IN 1967 Sandy Shaw won the Eurovision Song Contest, the QE2 was launched, and a young Graham Jones became a police constable with the then Mid Wales Police.

50 years on, Mr Jones is going strong as the public enquiry officer at Aberystwyth Police Station, and was honoured for his dedication to Dyfed-Powys Police on Friday (Sept 1).

Chief Constable Mark Collins and Ceredigion Superintendent Robyn Mason led the celebration, joined by High Sheriff Susan Balsom and Aberystwyth police officers and staff.

Mr Jones said: “I am very surprised and humbled to see so many people here. It is recognition for a job I have always enjoyed.

“I joined the Mid Wales force as a cadet, and during that time I went to Newtown to do a mechanic course. I gained some qualifications and then I had a dilemma – should I join the force or should I become a mechanic?

“A local garage tried to persuade me to become a mechanic, so I went to see him and I asked him how much he would pay me. He said he would match whatever the force was paying.

“I thought about it and I -decided to join the police. I haven’t looked back.”

### INSTRUCTIONS
A: In the news story about Graham Jones, what job does he now hold at Aberystwyth Police Station?
B: Using the news story about Graham Jones, explain how he came to face a choice between the police and work as a mechanic.

### RECORD EXTRACTS

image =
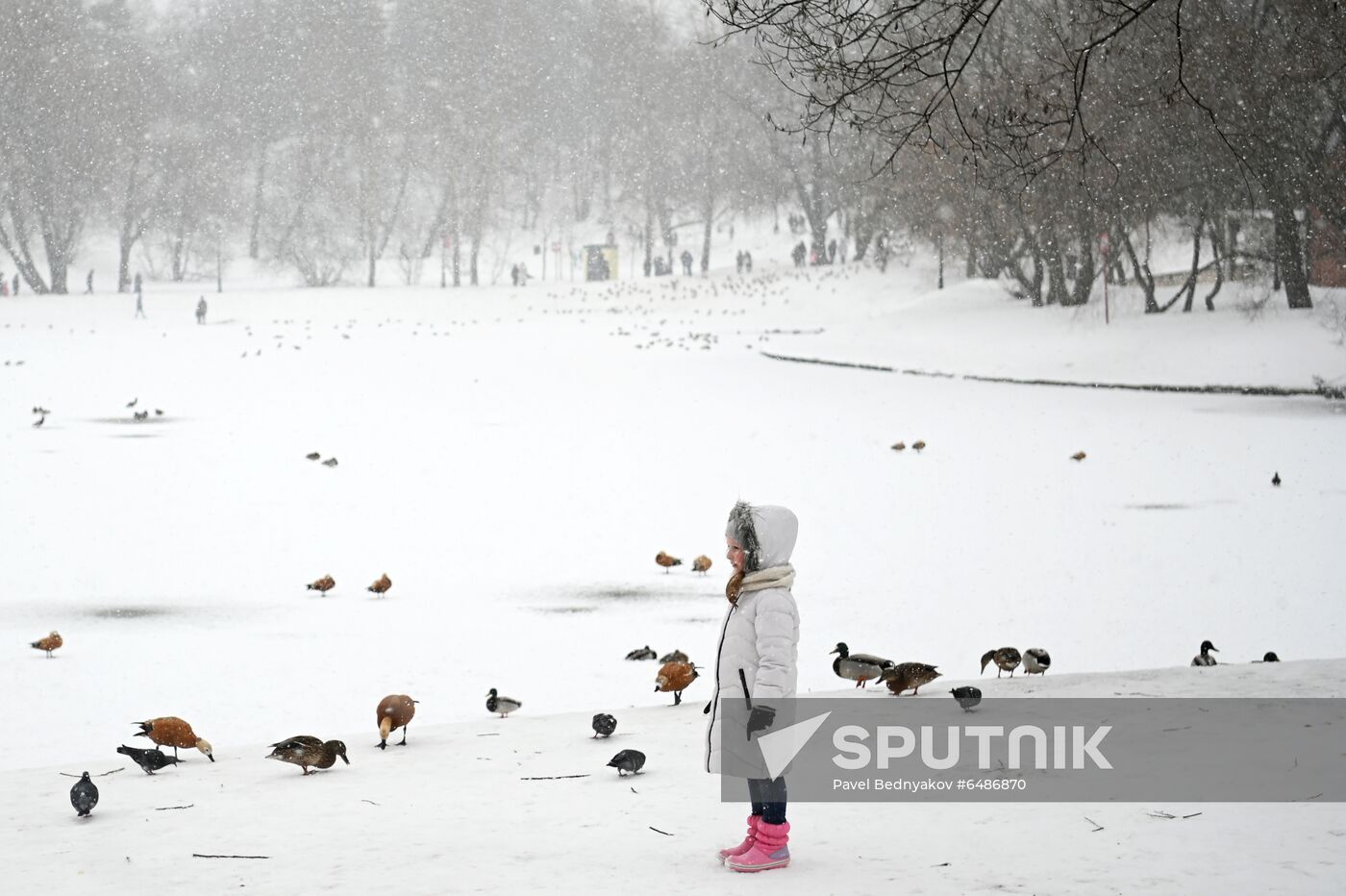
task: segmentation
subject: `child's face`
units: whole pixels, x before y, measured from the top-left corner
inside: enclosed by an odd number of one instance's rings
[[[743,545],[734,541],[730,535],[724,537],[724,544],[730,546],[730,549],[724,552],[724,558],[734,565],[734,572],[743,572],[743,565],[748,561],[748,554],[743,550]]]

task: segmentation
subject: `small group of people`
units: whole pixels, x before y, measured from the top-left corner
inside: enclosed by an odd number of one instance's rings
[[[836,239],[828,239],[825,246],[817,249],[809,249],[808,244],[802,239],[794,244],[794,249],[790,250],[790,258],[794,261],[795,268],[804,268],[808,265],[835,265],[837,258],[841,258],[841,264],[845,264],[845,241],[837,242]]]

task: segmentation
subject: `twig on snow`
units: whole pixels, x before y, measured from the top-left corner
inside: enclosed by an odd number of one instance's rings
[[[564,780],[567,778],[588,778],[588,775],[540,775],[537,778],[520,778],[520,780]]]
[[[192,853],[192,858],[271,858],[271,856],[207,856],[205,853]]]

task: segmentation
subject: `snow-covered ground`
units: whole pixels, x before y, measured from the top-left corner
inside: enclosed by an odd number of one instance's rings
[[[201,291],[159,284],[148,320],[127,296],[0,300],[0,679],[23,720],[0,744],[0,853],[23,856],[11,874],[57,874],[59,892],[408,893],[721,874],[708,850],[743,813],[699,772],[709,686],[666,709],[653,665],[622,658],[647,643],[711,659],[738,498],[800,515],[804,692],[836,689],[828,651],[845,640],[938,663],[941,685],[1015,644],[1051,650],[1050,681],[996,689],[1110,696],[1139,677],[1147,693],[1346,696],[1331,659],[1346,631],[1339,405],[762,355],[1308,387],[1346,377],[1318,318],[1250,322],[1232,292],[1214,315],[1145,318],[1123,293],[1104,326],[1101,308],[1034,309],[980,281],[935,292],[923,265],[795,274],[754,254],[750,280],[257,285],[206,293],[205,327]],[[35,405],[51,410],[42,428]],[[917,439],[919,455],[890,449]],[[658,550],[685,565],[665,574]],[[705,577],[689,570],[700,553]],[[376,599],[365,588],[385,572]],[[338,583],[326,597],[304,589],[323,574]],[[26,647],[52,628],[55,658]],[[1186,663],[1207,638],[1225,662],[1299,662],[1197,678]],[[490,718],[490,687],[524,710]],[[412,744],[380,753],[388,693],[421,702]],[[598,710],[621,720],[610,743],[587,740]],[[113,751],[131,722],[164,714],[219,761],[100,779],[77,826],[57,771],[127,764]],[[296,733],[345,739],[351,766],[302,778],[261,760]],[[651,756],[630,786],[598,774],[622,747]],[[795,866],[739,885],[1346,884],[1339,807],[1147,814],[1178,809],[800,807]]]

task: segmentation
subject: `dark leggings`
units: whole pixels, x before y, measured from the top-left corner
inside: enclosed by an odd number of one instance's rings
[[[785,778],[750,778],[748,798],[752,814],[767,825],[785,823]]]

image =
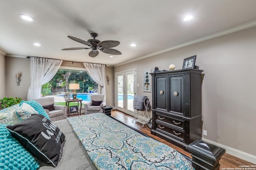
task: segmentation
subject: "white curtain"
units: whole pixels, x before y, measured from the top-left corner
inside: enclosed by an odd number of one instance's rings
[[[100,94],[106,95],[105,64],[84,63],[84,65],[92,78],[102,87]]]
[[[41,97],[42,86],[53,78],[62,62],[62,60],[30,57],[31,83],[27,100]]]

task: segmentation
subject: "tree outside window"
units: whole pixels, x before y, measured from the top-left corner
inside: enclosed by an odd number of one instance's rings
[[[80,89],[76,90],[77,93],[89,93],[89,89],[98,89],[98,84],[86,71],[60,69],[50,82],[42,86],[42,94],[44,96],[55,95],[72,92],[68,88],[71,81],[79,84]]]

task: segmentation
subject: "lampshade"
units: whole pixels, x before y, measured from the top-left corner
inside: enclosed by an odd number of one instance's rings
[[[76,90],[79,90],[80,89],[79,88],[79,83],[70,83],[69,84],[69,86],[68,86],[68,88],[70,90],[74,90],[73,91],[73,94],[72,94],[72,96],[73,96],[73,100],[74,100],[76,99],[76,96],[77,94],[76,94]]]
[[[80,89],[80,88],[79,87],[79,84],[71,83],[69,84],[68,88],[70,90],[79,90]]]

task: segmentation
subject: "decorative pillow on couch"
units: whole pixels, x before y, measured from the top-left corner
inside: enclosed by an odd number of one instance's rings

### ANSWER SECTION
A: He is the public enquiry officer.

B: While he was a cadet with the Mid Wales force, he took a mechanic course in Newtown and gained some qualifications. That left him torn between joining the force and becoming a mechanic. A local garage then tried to persuade him to become a mechanic and offered to match whatever the force was paying.